■ TASK OBJECTIVE
Which lines in the material below contain the string "picture"? Extract each of them in full, and treat uppercase and lowercase as different.

■ Lines of data
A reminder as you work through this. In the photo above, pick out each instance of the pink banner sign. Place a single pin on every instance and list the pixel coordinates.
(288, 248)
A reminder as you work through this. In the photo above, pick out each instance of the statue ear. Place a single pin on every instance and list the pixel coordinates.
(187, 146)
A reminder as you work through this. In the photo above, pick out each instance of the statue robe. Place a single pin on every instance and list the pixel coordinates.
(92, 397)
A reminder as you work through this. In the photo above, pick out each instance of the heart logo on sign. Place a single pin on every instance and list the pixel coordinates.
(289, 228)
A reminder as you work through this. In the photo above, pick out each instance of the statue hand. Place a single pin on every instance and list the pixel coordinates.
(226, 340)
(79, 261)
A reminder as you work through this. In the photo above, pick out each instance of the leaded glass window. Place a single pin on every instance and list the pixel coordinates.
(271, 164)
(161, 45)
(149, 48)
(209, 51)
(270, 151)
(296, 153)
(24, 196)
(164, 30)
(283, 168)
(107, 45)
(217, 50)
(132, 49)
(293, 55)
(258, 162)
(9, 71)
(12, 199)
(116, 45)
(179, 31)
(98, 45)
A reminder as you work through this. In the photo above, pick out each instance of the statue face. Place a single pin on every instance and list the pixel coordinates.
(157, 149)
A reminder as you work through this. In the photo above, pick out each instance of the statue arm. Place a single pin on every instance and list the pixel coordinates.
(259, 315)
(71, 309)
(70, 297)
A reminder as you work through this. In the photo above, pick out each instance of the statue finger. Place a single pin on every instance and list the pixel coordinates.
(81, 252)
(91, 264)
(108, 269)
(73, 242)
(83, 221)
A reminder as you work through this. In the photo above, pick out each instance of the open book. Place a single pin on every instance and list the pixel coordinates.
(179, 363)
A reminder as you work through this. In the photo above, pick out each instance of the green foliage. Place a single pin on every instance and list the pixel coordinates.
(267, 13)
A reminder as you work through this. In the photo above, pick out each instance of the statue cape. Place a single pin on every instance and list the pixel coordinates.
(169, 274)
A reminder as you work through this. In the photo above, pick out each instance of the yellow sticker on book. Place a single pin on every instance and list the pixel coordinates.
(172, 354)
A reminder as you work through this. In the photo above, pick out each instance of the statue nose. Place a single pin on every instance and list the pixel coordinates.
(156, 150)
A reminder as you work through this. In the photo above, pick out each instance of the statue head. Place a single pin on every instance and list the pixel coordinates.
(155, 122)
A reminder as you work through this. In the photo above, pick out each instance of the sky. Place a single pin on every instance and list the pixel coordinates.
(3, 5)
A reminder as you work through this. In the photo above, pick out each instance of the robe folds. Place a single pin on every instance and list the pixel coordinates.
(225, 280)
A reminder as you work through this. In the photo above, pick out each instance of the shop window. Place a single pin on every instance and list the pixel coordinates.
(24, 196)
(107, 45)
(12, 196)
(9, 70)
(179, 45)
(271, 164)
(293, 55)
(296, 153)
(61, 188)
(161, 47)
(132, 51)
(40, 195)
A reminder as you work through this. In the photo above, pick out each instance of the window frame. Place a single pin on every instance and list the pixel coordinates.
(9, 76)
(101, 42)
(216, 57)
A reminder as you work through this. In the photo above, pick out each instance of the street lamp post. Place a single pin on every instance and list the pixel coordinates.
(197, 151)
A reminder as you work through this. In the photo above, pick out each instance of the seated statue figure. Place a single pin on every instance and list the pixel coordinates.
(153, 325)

...

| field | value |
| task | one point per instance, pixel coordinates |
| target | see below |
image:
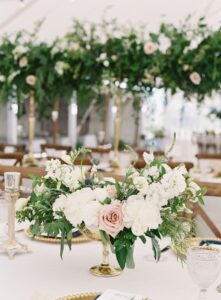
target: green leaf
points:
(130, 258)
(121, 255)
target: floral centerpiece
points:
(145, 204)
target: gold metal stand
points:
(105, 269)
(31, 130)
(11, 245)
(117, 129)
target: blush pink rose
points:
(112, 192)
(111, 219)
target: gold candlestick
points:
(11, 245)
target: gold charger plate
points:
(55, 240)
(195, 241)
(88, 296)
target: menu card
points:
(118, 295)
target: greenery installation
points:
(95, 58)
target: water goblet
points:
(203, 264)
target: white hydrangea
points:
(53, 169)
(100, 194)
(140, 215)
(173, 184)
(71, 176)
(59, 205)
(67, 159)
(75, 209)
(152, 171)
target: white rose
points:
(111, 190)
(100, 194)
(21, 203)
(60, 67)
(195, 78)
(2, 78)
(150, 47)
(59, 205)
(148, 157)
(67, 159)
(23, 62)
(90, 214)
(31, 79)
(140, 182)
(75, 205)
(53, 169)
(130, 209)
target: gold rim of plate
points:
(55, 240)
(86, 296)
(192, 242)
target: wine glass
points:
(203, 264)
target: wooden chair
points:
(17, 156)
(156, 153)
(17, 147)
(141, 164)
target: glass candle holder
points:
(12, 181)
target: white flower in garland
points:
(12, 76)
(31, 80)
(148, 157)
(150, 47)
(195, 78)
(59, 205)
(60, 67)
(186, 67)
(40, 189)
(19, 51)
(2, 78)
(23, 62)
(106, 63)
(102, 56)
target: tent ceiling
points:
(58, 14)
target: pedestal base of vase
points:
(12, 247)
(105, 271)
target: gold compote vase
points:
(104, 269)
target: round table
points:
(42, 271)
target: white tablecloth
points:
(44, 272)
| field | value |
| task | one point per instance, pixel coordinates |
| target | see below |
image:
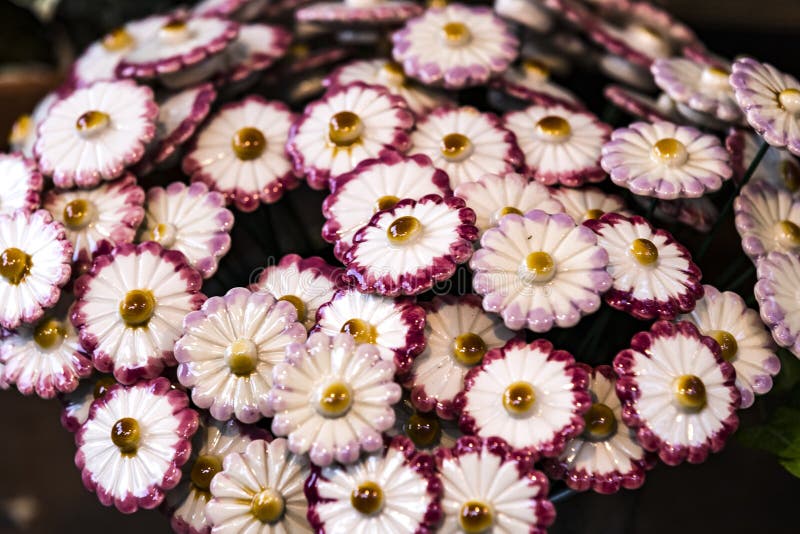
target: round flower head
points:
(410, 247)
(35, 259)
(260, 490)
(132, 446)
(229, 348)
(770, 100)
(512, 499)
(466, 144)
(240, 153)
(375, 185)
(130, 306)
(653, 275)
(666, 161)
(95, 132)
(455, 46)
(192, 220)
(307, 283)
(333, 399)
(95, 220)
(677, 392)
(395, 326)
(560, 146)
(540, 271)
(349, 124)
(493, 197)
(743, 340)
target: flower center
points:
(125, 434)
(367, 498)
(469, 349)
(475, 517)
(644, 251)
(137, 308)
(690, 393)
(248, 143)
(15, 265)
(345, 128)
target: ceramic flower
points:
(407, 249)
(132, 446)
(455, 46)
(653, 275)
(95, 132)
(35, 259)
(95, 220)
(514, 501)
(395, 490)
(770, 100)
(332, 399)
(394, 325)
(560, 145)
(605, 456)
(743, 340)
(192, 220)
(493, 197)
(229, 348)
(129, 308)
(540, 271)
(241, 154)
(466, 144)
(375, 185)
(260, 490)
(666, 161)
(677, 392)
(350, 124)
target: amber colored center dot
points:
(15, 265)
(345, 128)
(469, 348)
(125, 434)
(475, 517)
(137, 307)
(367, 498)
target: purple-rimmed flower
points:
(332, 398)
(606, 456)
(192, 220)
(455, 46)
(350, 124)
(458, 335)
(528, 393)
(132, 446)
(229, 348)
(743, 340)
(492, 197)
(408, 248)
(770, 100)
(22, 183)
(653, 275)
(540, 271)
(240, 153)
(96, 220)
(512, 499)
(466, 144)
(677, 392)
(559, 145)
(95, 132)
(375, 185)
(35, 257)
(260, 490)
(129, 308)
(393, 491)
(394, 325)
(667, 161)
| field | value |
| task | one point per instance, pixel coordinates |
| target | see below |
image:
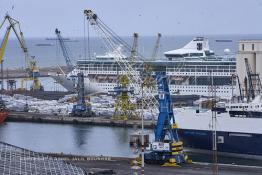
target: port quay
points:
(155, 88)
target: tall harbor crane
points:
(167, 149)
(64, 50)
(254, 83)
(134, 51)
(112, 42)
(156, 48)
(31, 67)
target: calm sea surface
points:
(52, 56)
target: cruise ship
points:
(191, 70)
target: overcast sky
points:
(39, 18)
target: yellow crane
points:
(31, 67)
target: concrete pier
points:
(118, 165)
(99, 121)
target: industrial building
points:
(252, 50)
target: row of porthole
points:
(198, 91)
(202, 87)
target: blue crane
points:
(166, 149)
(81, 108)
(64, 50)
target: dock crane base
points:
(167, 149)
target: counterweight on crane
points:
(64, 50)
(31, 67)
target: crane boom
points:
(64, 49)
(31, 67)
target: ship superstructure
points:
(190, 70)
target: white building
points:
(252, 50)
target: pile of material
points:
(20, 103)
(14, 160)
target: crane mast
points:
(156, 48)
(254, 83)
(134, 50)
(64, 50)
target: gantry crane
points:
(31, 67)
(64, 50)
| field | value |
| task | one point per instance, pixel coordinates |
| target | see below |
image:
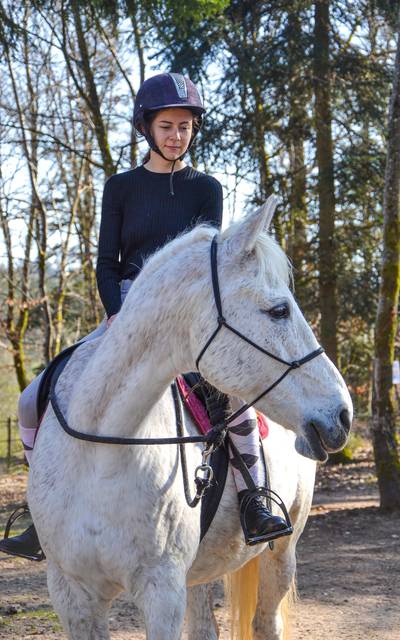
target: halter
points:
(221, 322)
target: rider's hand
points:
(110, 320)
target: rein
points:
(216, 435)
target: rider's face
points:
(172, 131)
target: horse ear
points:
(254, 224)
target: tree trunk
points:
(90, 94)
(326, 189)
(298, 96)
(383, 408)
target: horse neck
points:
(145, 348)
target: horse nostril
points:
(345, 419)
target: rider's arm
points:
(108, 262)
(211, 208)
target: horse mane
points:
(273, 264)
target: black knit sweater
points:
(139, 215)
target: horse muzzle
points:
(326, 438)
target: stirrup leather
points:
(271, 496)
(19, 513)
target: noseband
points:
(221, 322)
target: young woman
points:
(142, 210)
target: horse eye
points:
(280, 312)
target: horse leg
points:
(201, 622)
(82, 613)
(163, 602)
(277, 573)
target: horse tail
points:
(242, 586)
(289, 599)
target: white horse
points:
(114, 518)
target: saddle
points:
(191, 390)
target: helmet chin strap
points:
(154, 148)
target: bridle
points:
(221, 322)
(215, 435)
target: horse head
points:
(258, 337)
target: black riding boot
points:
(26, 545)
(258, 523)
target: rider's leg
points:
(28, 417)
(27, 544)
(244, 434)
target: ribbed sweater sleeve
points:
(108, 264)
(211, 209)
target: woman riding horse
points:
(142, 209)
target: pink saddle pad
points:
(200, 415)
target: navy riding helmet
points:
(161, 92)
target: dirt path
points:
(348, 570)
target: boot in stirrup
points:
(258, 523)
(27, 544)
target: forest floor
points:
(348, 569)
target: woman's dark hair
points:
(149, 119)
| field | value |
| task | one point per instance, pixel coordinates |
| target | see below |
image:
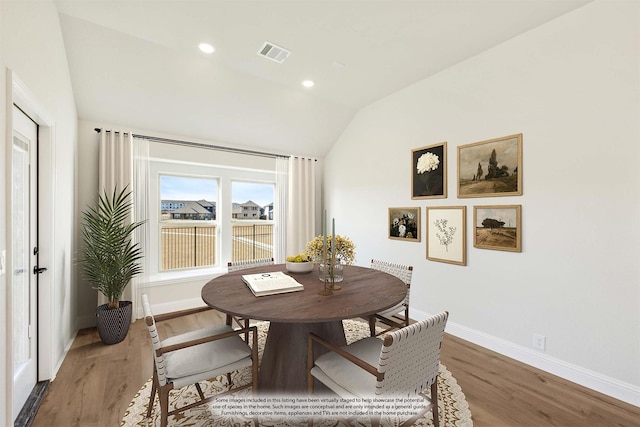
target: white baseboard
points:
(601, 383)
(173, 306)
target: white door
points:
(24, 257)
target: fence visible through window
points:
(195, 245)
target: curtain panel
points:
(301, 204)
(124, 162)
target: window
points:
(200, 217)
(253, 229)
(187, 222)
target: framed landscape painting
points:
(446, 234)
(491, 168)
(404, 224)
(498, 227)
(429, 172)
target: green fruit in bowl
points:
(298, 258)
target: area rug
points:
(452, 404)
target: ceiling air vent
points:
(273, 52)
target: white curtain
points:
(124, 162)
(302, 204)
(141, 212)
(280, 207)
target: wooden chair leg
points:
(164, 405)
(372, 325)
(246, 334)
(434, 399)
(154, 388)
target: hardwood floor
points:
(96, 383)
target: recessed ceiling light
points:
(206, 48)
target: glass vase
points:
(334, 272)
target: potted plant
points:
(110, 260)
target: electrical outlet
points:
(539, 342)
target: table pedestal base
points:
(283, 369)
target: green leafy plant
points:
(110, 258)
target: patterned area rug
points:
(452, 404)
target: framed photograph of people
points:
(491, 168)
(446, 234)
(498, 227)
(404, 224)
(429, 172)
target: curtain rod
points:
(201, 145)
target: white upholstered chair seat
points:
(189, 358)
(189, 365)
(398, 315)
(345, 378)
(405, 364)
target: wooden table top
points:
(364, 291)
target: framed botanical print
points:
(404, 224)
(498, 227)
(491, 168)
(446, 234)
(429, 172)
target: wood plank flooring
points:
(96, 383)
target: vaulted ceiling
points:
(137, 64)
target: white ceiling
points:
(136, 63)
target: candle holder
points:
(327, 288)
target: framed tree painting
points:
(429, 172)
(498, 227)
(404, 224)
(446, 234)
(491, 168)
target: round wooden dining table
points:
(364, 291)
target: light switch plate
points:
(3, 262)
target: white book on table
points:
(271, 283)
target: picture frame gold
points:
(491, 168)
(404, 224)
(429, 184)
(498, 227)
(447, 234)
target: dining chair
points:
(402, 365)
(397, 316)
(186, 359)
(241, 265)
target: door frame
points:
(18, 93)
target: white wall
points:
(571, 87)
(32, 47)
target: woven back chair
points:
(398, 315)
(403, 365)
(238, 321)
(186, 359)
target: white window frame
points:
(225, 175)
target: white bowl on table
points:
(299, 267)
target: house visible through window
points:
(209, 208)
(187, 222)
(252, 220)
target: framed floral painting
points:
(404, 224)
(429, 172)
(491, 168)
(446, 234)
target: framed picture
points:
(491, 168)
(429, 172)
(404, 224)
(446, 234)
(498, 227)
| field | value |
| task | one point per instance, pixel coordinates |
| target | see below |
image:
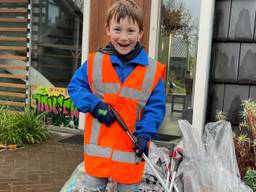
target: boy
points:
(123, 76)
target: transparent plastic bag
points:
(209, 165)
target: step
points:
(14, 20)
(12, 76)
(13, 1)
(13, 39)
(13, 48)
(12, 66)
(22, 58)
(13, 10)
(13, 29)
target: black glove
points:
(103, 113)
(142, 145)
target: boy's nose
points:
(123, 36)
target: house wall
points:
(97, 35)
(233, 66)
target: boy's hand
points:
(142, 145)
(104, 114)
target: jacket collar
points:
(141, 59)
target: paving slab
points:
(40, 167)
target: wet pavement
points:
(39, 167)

■ WRITTEN RESPONSE
target: picture frame gold
target: framed picture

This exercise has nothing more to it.